● TEXTO DE ORIGEN
· · · · ·

Vayamos al argumento. Tras la catástrofe de una guerra de aniquilación entre occidente y unas hordas surgidas -pequeña concesión al tópico de la Guerra Fría- de las remotas regiones del Asia Central, España, al igual que los demás países, intenta recuperarse lentamente de sus profundas heridas. Pero a diferencia de las naciones vecinas, el gobierno ha caído en manos de una férrea dictadura que se sostiene en el poder gracias al apoyo en bloque de la oligarquía médica, constituida en una especie de casta superior superpuesta, pero en modo alguno interrelacionada con el resto de la población. Los médicos se lo guisan todo; además de ejercer, lógicamente, su profesión, copan el gobierno de la nación a todas las escalas -incluso ostentan graduaciones militares, aunque con las estrellas reemplazadas por caduceos- y, por supuesto, también controlan el acceso a las facultades de medicina, vedadas a la mayor parte de los ciudadanos. Aliada suya es otra importante institución social, la Iglesia Católica, que ha conseguido imponer su autoridad hasta el punto de que es obligatorio asistir a misa los domingos, lo cual se justifica con unos cupones convenientemente sellados... lo que provoca, claro está, un floreciente mercado negro de los mismos.
La dictadura Panmónica no sólo tiene sometida a España a un eficaz bloqueo -sarcásticamente denominado el Telón de Esparadrapo- que la aísla del resto del mundo, sino que además se dedica a hacer todo lo que hace cualquier dictadura que se precie, prohibir cosas. Pero no sólo están prohibidas, o cuanto menos estrictamente controladas, las actividades políticas o sociales que tanto suelen disgustar a los tiranuelos varios, sino que además han añadido sus propias imposiciones. Así, el consumo de tabaco y alcohol es ilegal, e incluso se controla el número de calorías de los alimentos, todo sea en pro de la salud pública. El ejercicio de la medicina se ha convertido en un auténtico sacerdocio inteligible tan sólo para iniciados, de forma que tanto las enfermedades como los medicamentos son designados con unas crípticas siglas al tiempo que la literatura médica está absolutamente vedada a los profanos; si la mayoría de la gente es incapaz de entender la sofisticada terminología médica, es el razonamiento que lo justifica, ¿para qué permitir que accedan a una información incompleta que sólo les podría perjudicar? Mejor dejar todo en manos de los entendidos.

· · · · ·

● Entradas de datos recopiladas
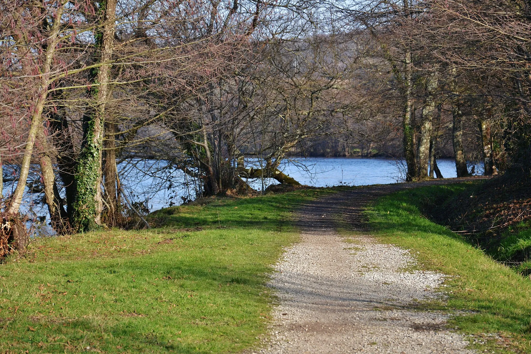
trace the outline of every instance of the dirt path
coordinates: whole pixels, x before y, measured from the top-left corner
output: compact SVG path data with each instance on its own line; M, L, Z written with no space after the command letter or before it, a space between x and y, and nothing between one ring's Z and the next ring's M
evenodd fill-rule
M434 289L444 274L406 272L415 263L407 251L369 236L346 243L336 230L339 218L363 230L367 203L419 184L367 187L302 209L301 242L286 251L270 283L280 305L260 352L475 352L446 329L447 315L411 306L440 297Z

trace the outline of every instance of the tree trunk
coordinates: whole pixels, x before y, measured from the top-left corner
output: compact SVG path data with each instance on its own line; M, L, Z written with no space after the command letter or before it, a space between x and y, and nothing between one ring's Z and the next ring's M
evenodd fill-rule
M50 71L52 67L52 62L55 54L55 47L57 45L57 37L60 30L61 16L63 14L63 6L57 8L56 12L54 24L50 32L50 36L46 43L46 52L45 62L42 65L42 74L40 75L40 87L39 90L39 97L36 102L35 110L31 116L31 123L30 125L29 131L28 132L28 138L24 148L24 156L22 157L22 162L20 166L20 174L19 180L16 183L16 188L13 193L10 201L9 206L6 211L8 214L14 216L19 212L19 208L22 201L24 191L26 187L26 182L28 180L28 175L29 173L30 163L33 154L33 145L37 137L41 124L42 123L42 110L46 102L48 94L48 87L50 84ZM20 243L18 243L20 244Z
M54 173L46 138L42 133L42 126L38 135L43 150L39 162L42 180L44 182L45 199L46 200L46 204L48 204L52 227L59 235L64 235L67 234L70 229L68 215L64 210L63 198L59 194L59 189L55 183L55 174Z
M279 169L263 168L250 168L244 172L245 177L249 178L260 178L262 176L265 178L275 178L280 183L290 184L294 186L301 185L295 178L290 177Z
M415 149L413 144L413 130L412 122L413 120L413 98L412 64L411 52L407 51L405 56L406 75L406 107L404 115L402 125L404 128L404 153L407 166L406 180L410 182L417 176L417 164L415 158Z
M428 165L430 159L430 147L432 145L433 116L435 114L437 104L435 91L438 81L437 73L430 74L426 83L427 96L424 106L422 108L422 125L421 127L421 139L418 143L418 178L425 179L429 176ZM433 170L431 173L433 175Z
M105 223L108 226L118 225L118 197L116 190L116 151L113 123L105 124L105 132L108 135L104 140L104 187L105 188L105 204L108 208Z
M103 31L95 36L97 47L101 50L101 63L109 61L113 54L116 1L108 0L102 3L102 6L105 6L101 9L104 12ZM96 97L96 107L93 111L83 117L83 139L75 177L76 198L72 218L73 226L78 231L90 231L101 225L101 148L110 74L109 64L104 64L99 67L99 86L93 89L92 93Z
M4 165L2 162L2 154L0 154L0 211L1 211L1 202L4 200Z
M48 87L52 82L50 79L50 73L52 68L52 63L55 54L55 47L57 44L57 38L61 29L61 16L63 14L63 5L57 8L55 13L55 18L54 24L50 31L49 36L46 41L46 50L44 63L40 75L40 87L39 90L39 97L36 102L35 108L31 116L31 122L30 129L28 132L28 137L24 147L24 155L22 157L22 162L20 166L20 173L19 180L16 183L16 188L11 196L9 205L6 210L6 213L9 219L10 229L6 230L3 228L3 232L0 234L0 245L2 247L0 253L2 255L5 252L9 252L8 244L13 245L13 247L21 252L24 252L25 246L29 241L28 233L24 225L17 218L19 209L24 196L24 191L26 187L26 182L28 180L28 175L29 174L30 163L31 162L31 157L33 154L33 146L37 139L37 134L42 123L42 110L46 102L48 94Z
M433 158L433 170L435 171L435 175L437 176L438 178L443 178L442 177L442 174L441 173L441 170L439 169L439 166L437 166L437 160Z
M433 171L435 169L435 137L433 135L430 140L430 178L433 178Z
M483 174L485 176L491 176L494 173L494 161L492 158L490 123L485 119L481 119L479 129L481 131L481 142L483 147Z
M463 151L463 114L458 105L454 105L452 111L452 142L456 157L456 170L457 177L467 177L469 176L468 170L466 167L466 159Z

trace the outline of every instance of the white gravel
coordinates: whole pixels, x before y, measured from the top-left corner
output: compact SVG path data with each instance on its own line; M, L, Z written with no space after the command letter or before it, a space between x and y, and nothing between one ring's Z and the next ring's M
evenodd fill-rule
M319 212L303 214L303 225ZM306 225L270 282L279 304L259 352L476 352L446 329L447 315L412 308L440 299L444 274L406 270L415 264L407 251L370 236L347 243L330 223Z

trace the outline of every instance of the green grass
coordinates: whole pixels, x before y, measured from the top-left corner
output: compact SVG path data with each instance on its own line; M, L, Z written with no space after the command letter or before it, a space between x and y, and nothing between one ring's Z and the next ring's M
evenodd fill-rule
M271 265L298 237L286 215L330 191L213 199L151 215L163 228L37 240L0 264L0 352L252 347L274 300Z
M424 187L380 198L366 212L371 226L382 242L411 249L424 269L452 276L446 282L449 297L445 308L471 312L453 317L451 327L486 339L485 344L474 344L482 350L530 352L531 281L420 212L468 186ZM503 339L487 340L486 333L499 333Z

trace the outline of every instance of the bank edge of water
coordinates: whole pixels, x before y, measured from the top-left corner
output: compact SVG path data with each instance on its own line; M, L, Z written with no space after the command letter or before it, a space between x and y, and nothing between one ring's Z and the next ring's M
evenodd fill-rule
M37 241L0 265L0 351L256 346L275 299L271 265L298 235L289 214L332 191L222 198L177 207L164 228Z

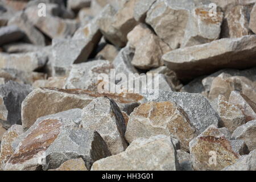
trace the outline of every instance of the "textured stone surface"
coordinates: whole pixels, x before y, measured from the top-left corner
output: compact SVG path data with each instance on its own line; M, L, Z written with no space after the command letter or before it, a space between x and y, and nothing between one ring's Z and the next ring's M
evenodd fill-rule
M83 109L81 127L97 131L113 155L125 150L125 119L117 105L107 97L99 97Z
M256 120L249 121L237 127L233 133L232 138L244 140L250 151L255 149Z
M183 79L191 79L220 68L246 68L255 65L255 35L222 39L172 51L162 59L168 68Z
M155 159L155 160L152 160ZM96 161L93 171L176 171L179 163L170 137L157 135L134 140L125 152Z
M174 102L148 102L136 107L130 115L125 138L130 143L138 138L163 134L180 142L188 151L188 143L199 134L187 114Z

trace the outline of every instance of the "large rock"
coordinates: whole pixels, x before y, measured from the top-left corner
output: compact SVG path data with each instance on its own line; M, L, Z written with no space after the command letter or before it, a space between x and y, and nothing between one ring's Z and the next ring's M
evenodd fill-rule
M222 129L210 126L190 142L191 161L195 170L221 170L234 164L241 156L240 152L246 154L242 152L246 147L244 141L229 140Z
M247 122L238 128L231 136L233 139L242 139L245 140L250 151L256 149L256 120Z
M172 51L164 55L162 59L179 77L191 79L218 69L255 66L255 42L256 35L222 39Z
M199 132L184 110L174 102L152 102L136 107L130 115L125 133L128 142L159 134L179 139L181 149L189 151L189 142Z
M117 105L107 97L99 97L83 109L82 127L97 131L113 155L125 150L125 119Z
M11 146L13 142L23 133L21 125L14 125L3 135L1 143L0 171L14 152Z
M0 27L0 46L19 40L24 36L24 32L16 26Z
M154 159L154 160L152 160ZM125 152L96 161L93 171L176 171L179 163L170 137L157 135L134 140Z
M22 102L32 90L30 85L13 81L0 85L0 119L4 127L22 123Z

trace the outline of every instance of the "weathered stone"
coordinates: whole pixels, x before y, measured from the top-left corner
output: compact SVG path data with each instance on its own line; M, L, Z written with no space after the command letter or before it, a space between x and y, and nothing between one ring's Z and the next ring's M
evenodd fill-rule
M244 147L243 140L230 140L221 129L210 126L189 143L193 167L197 171L220 170L234 164Z
M187 114L174 102L148 102L136 107L130 115L125 133L128 142L159 134L179 139L181 149L188 151L188 143L199 133Z
M47 56L39 52L7 54L0 53L0 68L16 69L24 72L32 72L43 68Z
M0 170L3 169L5 164L14 152L11 146L12 142L22 133L22 126L21 125L14 125L3 135L1 140Z
M236 163L222 171L256 171L256 150L248 155L242 155Z
M100 74L110 75L114 67L106 60L95 60L73 64L64 87L67 89L84 89L97 91Z
M229 97L229 104L233 104L242 111L246 122L256 119L256 105L248 97L237 91L232 91Z
M224 96L218 98L217 112L221 119L220 125L227 128L232 133L238 126L246 123L246 118L236 106L229 104Z
M126 130L125 119L117 105L106 97L99 97L83 109L82 127L97 131L106 142L111 153L125 150Z
M16 26L0 27L0 46L19 40L24 36L24 32Z
M191 79L220 68L246 68L255 65L255 40L256 35L222 39L174 50L164 55L162 59L178 77L183 79Z
M129 46L135 49L131 64L141 69L158 68L163 65L162 56L170 51L168 46L144 24L137 26L127 35Z
M238 128L232 134L233 139L245 140L250 151L256 149L256 120L247 122Z
M26 34L25 40L35 45L46 45L43 34L36 30L33 24L28 20L24 13L18 13L8 22L9 25L16 25Z
M256 34L256 4L251 12L249 28Z
M177 150L177 157L180 171L193 171L189 153L178 150Z
M152 160L152 158L155 159ZM176 171L175 148L169 136L157 135L134 140L125 152L96 161L92 171Z
M48 171L88 171L82 158L69 159L64 162L59 167Z
M32 90L30 85L13 81L0 85L0 119L4 127L21 124L22 102Z

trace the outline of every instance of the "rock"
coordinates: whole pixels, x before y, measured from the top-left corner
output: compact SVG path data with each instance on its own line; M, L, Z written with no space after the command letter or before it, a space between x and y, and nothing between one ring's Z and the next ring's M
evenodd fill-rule
M118 49L111 44L106 44L96 55L98 59L108 60L112 63L118 54Z
M48 171L88 171L82 158L69 159L64 162L59 167Z
M248 155L242 156L237 162L222 171L256 171L256 150Z
M250 151L256 149L256 120L252 120L238 127L232 134L233 139L245 140Z
M19 40L24 35L24 32L16 26L0 27L0 46Z
M238 107L245 115L246 122L256 119L255 104L242 93L232 91L229 97L229 104L233 104Z
M67 89L84 89L97 91L100 83L100 74L110 76L110 69L114 67L106 60L95 60L73 64L64 87Z
M249 28L256 34L256 5L253 7L250 14Z
M179 139L181 149L188 151L188 143L199 133L187 114L174 102L152 102L136 107L130 115L125 133L127 142L159 134Z
M5 128L21 124L22 102L32 90L28 85L13 81L0 85L0 119Z
M152 159L155 159L152 160ZM157 135L134 140L125 152L96 161L92 171L176 171L176 152L171 139Z
M234 164L245 147L243 140L230 140L213 126L189 143L190 154L195 170L221 170Z
M189 153L181 150L177 150L177 157L181 171L193 171Z
M98 132L113 155L123 151L127 146L123 115L114 101L108 98L97 98L84 107L80 126Z
M220 119L218 114L201 94L159 90L156 96L154 93L141 95L143 98L139 101L140 103L151 101L172 101L176 103L187 113L191 124L200 133L204 131L211 125L218 125Z
M12 142L22 133L22 126L14 125L3 135L0 152L0 170L3 169L5 163L14 152L11 146Z
M255 35L222 39L174 50L164 55L162 59L183 79L191 79L220 68L246 68L255 66Z
M226 98L221 95L218 98L217 112L221 119L220 125L231 133L246 123L246 118L242 111L237 106L229 104Z
M39 52L10 55L0 53L0 68L32 72L43 68L47 62L47 57Z
M127 35L129 45L135 49L131 64L141 69L163 65L162 56L170 51L167 44L144 24L137 26Z
M16 25L26 34L25 40L35 45L44 46L46 40L43 34L28 20L25 13L19 13L8 22L9 25Z
M61 89L64 87L66 77L51 77L47 80L38 80L32 86L34 88L56 87Z

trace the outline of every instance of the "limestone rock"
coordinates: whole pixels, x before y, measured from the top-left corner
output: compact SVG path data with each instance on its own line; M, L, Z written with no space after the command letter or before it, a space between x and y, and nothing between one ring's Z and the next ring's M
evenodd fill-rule
M136 107L130 115L125 134L128 142L159 134L179 139L181 149L188 151L188 143L199 134L187 114L174 102L148 102Z
M97 131L113 155L125 150L125 119L117 105L106 97L99 97L83 109L81 127Z
M13 81L0 85L0 119L4 127L21 124L22 102L31 91L30 86Z
M231 133L246 123L242 111L237 106L229 104L226 98L221 95L218 98L217 111L221 119L221 126L226 127Z
M162 57L178 77L191 78L220 68L255 66L256 35L222 39L211 43L172 51ZM209 51L210 50L210 51Z
M245 140L250 151L256 149L256 120L250 121L236 129L232 134L233 139Z
M155 160L152 160L155 159ZM125 152L96 161L92 171L176 171L179 163L171 139L157 135L134 140Z
M22 133L22 126L21 125L14 125L3 135L1 140L0 170L3 169L5 164L14 152L11 146L12 142Z

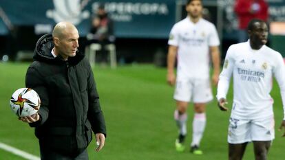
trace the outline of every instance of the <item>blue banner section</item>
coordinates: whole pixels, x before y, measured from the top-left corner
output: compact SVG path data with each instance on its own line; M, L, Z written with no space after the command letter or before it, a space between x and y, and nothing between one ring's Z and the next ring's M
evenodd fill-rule
M117 37L166 38L176 20L173 0L0 0L3 10L0 34L8 32L3 19L6 16L14 25L36 25L45 31L59 21L68 21L85 36L100 3L104 3L113 19Z

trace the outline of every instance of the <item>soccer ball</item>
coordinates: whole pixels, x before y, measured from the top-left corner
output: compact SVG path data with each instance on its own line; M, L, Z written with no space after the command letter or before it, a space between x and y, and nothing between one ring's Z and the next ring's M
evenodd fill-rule
M39 111L40 105L41 100L38 93L28 88L16 90L10 101L12 111L20 117L35 114Z

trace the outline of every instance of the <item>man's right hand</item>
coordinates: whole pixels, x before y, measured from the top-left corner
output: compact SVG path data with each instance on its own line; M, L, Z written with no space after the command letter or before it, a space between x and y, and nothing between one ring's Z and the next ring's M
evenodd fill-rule
M173 73L167 73L167 83L173 86L176 83L176 76Z
M218 106L219 106L220 109L222 111L227 111L229 109L226 106L226 104L228 104L228 102L226 99L222 98L219 100L219 102L218 102Z

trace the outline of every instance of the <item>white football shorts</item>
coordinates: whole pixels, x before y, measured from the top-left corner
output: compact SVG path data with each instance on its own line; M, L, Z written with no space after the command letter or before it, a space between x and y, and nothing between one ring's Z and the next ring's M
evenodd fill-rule
M207 103L213 100L209 79L177 78L174 99L182 102Z
M272 141L275 138L274 117L257 119L229 119L228 142L242 144L253 141Z

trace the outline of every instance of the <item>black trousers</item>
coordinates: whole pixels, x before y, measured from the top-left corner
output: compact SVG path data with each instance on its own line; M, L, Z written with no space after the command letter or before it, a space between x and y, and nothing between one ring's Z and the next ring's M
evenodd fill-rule
M87 150L76 155L67 155L52 150L40 143L41 160L88 160Z

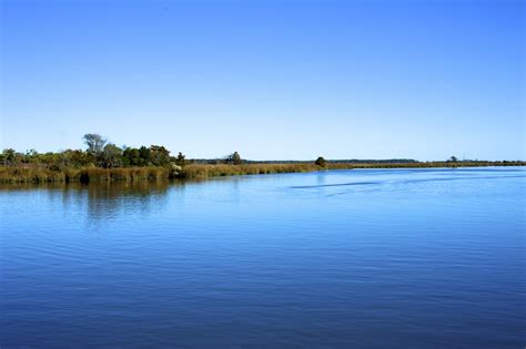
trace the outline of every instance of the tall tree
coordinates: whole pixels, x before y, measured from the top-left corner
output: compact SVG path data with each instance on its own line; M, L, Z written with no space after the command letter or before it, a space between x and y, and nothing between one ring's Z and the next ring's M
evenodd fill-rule
M105 143L108 142L100 134L88 133L84 134L84 142L88 145L88 153L99 155L102 153Z

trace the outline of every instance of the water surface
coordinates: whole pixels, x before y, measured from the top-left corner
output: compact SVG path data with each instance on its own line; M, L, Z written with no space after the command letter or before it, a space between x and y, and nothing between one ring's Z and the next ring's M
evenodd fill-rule
M7 186L1 348L526 346L526 171Z

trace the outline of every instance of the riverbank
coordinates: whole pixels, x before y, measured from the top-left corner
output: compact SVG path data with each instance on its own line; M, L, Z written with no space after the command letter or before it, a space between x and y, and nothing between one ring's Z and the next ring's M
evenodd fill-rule
M190 164L183 167L119 167L119 168L62 168L50 170L31 166L0 167L0 183L89 183L112 181L166 181L205 179L211 177L256 175L274 173L300 173L323 170L353 168L433 168L433 167L477 167L477 166L525 166L526 162L415 162L415 163L331 163L324 167L311 163L272 164Z

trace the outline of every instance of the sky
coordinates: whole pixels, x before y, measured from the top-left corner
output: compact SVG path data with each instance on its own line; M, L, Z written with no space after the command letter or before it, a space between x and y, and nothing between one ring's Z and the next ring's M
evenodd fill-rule
M526 1L0 3L2 148L526 158Z

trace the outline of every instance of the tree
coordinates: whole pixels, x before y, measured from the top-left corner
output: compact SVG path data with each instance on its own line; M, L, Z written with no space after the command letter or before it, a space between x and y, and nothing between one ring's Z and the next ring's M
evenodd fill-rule
M179 152L178 157L175 157L175 164L179 166L184 166L186 164L186 158L183 153Z
M327 162L325 161L325 158L323 156L320 156L320 157L316 158L314 164L316 164L320 167L325 167Z
M17 160L17 152L13 148L6 148L2 152L3 165L13 165Z
M150 161L154 166L165 166L170 164L170 151L162 145L151 145L150 155Z
M88 145L88 153L92 155L100 155L104 148L104 144L108 142L100 134L88 133L84 134L84 142Z
M225 163L231 165L241 165L243 160L241 160L240 153L234 152L233 154L226 156Z
M100 156L100 166L104 168L122 166L121 148L112 143L107 144Z

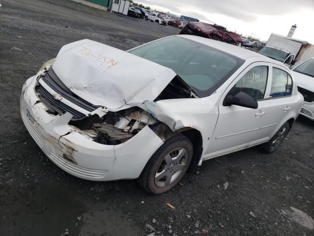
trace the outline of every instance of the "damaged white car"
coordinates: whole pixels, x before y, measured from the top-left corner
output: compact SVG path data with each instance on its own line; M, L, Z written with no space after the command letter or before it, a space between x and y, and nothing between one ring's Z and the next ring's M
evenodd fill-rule
M314 120L314 58L305 60L292 70L298 90L304 98L300 114Z
M64 171L169 190L202 160L282 142L303 102L279 61L217 41L170 36L125 52L63 47L23 88L30 135Z

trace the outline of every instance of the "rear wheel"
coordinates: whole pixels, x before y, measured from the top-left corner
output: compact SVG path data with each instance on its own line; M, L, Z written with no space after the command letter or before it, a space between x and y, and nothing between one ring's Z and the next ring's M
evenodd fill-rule
M268 142L262 145L261 148L267 153L273 152L283 142L289 129L290 124L286 122Z
M193 147L184 135L167 140L151 157L138 181L147 192L160 194L171 189L184 175L193 156Z

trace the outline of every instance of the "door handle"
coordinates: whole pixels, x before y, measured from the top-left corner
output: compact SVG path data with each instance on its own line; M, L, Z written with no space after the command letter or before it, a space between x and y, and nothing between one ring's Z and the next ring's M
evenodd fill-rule
M284 111L285 112L287 112L287 111L289 111L290 110L290 109L291 108L291 107L286 107L285 108L284 108Z
M260 117L262 117L262 116L263 116L264 114L265 114L265 113L266 113L266 112L262 112L260 113L257 113L255 114L255 116L258 118Z

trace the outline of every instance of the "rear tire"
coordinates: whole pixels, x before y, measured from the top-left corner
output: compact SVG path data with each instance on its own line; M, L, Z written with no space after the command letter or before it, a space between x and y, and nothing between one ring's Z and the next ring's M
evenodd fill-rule
M137 181L152 194L165 193L184 175L193 157L193 146L182 134L167 140L152 156Z
M283 142L285 138L289 133L289 130L290 124L288 122L286 122L268 142L261 146L261 148L266 153L273 152Z

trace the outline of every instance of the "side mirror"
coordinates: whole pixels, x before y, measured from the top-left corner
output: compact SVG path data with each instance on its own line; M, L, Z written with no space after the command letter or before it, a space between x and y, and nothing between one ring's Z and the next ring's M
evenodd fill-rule
M257 109L259 107L256 100L244 92L240 92L234 96L231 94L227 95L222 105L224 106L236 105L253 109Z

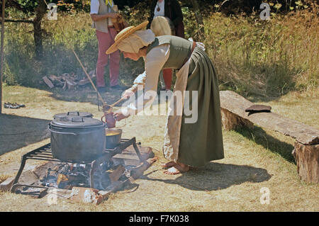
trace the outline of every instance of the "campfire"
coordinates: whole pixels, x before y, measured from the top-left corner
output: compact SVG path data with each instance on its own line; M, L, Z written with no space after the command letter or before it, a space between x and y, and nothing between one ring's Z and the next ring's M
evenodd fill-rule
M118 146L106 149L103 155L92 162L74 162L54 159L50 144L47 144L23 155L20 169L16 178L11 179L11 190L34 198L53 193L56 198L99 204L111 193L140 176L156 161L155 158L151 159L153 154L150 147L138 147L133 137L122 140ZM32 172L23 173L28 159L48 162ZM21 177L26 183L18 183Z

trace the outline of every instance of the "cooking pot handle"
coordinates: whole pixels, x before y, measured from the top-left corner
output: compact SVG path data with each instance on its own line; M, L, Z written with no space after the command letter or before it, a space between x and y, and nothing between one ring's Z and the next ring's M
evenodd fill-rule
M67 112L67 115L69 115L69 114L72 113L77 113L77 116L79 116L79 111L68 111Z
M49 124L49 126L47 127L47 128L49 129L49 130L51 132L55 132L55 133L59 133L59 134L69 134L69 135L77 135L77 134L74 133L74 132L57 132L57 131L53 131L51 130L51 125Z

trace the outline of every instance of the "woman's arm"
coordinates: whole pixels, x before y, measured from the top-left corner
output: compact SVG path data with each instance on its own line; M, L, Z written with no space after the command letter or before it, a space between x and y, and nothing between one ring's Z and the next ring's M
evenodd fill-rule
M153 20L153 18L154 18L154 11L155 10L157 2L157 0L153 0L153 1L152 1L152 4L150 5L150 17L147 18L148 24L146 26L146 29L150 29L150 28L152 21Z
M103 15L94 13L94 14L90 14L90 15L91 15L91 18L92 18L92 21L94 22L99 21L101 20L103 20L107 18L116 18L118 16L118 13L109 13L103 14Z
M160 72L162 69L169 57L169 44L154 47L147 53L145 59L145 72L139 76L140 79L141 79L142 84L145 82L144 95L139 96L137 101L130 103L128 106L122 108L122 113L124 115L136 115L138 112L152 103L155 100L154 96L145 98L144 96L145 94L152 94L151 92L157 92ZM135 105L135 103L137 103L137 105Z

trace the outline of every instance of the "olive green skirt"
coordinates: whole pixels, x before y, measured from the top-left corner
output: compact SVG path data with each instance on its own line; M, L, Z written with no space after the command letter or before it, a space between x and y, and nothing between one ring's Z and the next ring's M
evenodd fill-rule
M186 91L192 106L192 91L198 91L198 119L185 123L183 114L178 162L201 166L224 157L218 81L208 56L196 47L191 56Z

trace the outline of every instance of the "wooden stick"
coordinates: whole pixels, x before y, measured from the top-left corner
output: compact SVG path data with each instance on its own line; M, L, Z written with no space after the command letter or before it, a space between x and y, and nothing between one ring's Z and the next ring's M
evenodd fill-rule
M4 20L0 21L0 23L2 23ZM13 23L33 23L33 21L27 21L27 20L4 20L4 22L13 22Z
M4 20L5 16L5 5L6 0L2 0L2 15L1 15L1 21ZM4 23L1 23L1 72L0 76L0 114L2 113L2 78L4 77Z

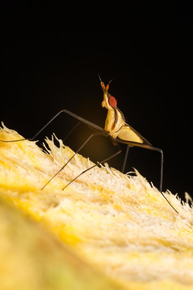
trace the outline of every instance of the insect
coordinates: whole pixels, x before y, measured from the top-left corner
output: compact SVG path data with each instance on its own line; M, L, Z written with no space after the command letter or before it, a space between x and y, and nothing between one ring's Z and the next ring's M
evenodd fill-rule
M103 107L106 108L108 110L107 116L105 121L104 129L99 126L97 126L95 124L91 123L87 120L83 119L78 116L75 115L75 114L73 114L73 113L71 113L71 112L67 111L67 110L63 109L60 111L58 114L56 114L56 115L53 117L49 122L46 124L32 138L21 139L19 140L14 140L12 141L3 141L3 140L1 141L4 142L14 142L18 141L24 141L25 140L33 140L40 132L42 131L58 115L61 113L66 113L77 119L80 121L79 123L82 122L85 124L90 128L95 131L95 133L93 133L90 135L87 140L86 140L76 152L74 153L74 154L70 158L68 162L45 184L42 188L42 189L43 189L58 174L59 172L60 172L61 170L62 170L64 168L68 162L73 158L76 154L78 153L91 138L94 136L103 136L106 137L109 136L112 144L116 147L117 150L117 152L116 153L109 156L105 159L102 160L100 162L98 162L97 164L95 164L94 165L93 165L87 169L86 169L86 170L83 171L79 175L76 176L76 178L72 180L68 184L66 185L63 188L62 190L63 190L68 185L72 182L73 181L74 181L81 175L88 170L98 165L99 164L103 163L104 162L107 161L108 160L109 160L116 155L117 155L121 152L121 149L118 143L123 143L127 144L127 146L124 161L122 172L124 171L127 158L129 149L130 147L135 146L138 146L140 147L142 147L143 148L146 148L146 149L150 149L151 150L158 151L161 153L161 168L160 191L161 194L171 206L171 207L176 212L178 213L178 212L172 205L162 192L163 162L163 155L162 150L159 148L153 146L146 139L145 139L145 138L141 136L138 132L137 132L134 129L126 123L123 114L120 111L117 106L117 102L115 98L111 95L108 91L109 84L111 81L111 80L105 86L104 83L102 81L100 77L99 77L101 81L101 85L104 94L103 100L102 103L102 106ZM71 133L75 128L77 127L78 125L77 124L75 127L71 130L70 133Z

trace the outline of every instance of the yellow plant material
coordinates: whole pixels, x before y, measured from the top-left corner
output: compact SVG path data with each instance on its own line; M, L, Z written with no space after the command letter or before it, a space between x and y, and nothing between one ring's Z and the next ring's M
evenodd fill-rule
M0 140L22 138L5 126L0 131ZM2 198L120 289L193 288L192 207L168 191L177 214L137 170L132 176L107 164L62 191L94 164L79 154L42 190L73 153L55 136L46 142L44 152L35 141L0 142Z

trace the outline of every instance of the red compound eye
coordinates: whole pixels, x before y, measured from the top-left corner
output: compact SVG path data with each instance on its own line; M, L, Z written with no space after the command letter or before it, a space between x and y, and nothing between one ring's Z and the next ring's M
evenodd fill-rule
M110 96L109 97L108 102L110 105L113 108L116 107L117 106L117 101L115 100L115 97L113 97L112 96Z

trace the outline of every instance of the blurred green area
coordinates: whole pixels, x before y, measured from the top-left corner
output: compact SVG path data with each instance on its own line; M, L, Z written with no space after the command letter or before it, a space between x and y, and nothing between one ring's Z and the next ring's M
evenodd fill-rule
M115 290L40 226L0 198L1 290Z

· · · · ·

Reanuda el texto sobre la dictadura médica en España a partir de su última oración.

● RESULTADO OBTENIDO
Claro está que, ¿qué sería de un régimen dictatorial sin la correspondiente oposición clandestina, a ser posible una guerrilla armada vulgo terroristas? En este caso los díscolos son los militantes de las BAE (Brigadas Antimédicas Españolas), las cuales luchan para abolir la dictadura Panmónica haciendo especial énfasis en el castigo por las bravas de las presuntas negligencias médicas que la justicia del régimen, fiel subordinada a sus superiores, se niega en redondo a perseguir. Y aunque el fin pueda parecer justo, los medios empleados para ello no dejan de ser los mismos que los de cualquier organización terrorista, que en esto todas se diferencian bien poco.
Inmerso en este llamativo escenario nos encontramos con el protagonista, Alcestes Jordán, un afamado pintor que se ha hecho millonario con sus cuadros, lo que le permite llevar una vida de lujo en mitad de la miseria que le rodea. Hedonista y bohemio Jordán carece de escrúpulos y, apoyado en su prestigio social y en sus bien trabados contactos, se divierte burlando las prohibiciones del régimen. Su vida transcurre plácida y sin sobresaltos, pero poco a poco se irá viendo involucrado en la dura pugna entre el gobierno Panmónico y las rebeldes BAE... y hasta aquí puedo contar.
Eso sí, les aseguro que el final de la novela no les defraudará y, probablemente, les sorprenderá... aparte de que, pese a ser pura ficción, no deja de ser un reflejo distorsionado, al estilo de los espejos deformantes, de la verdadera realidad.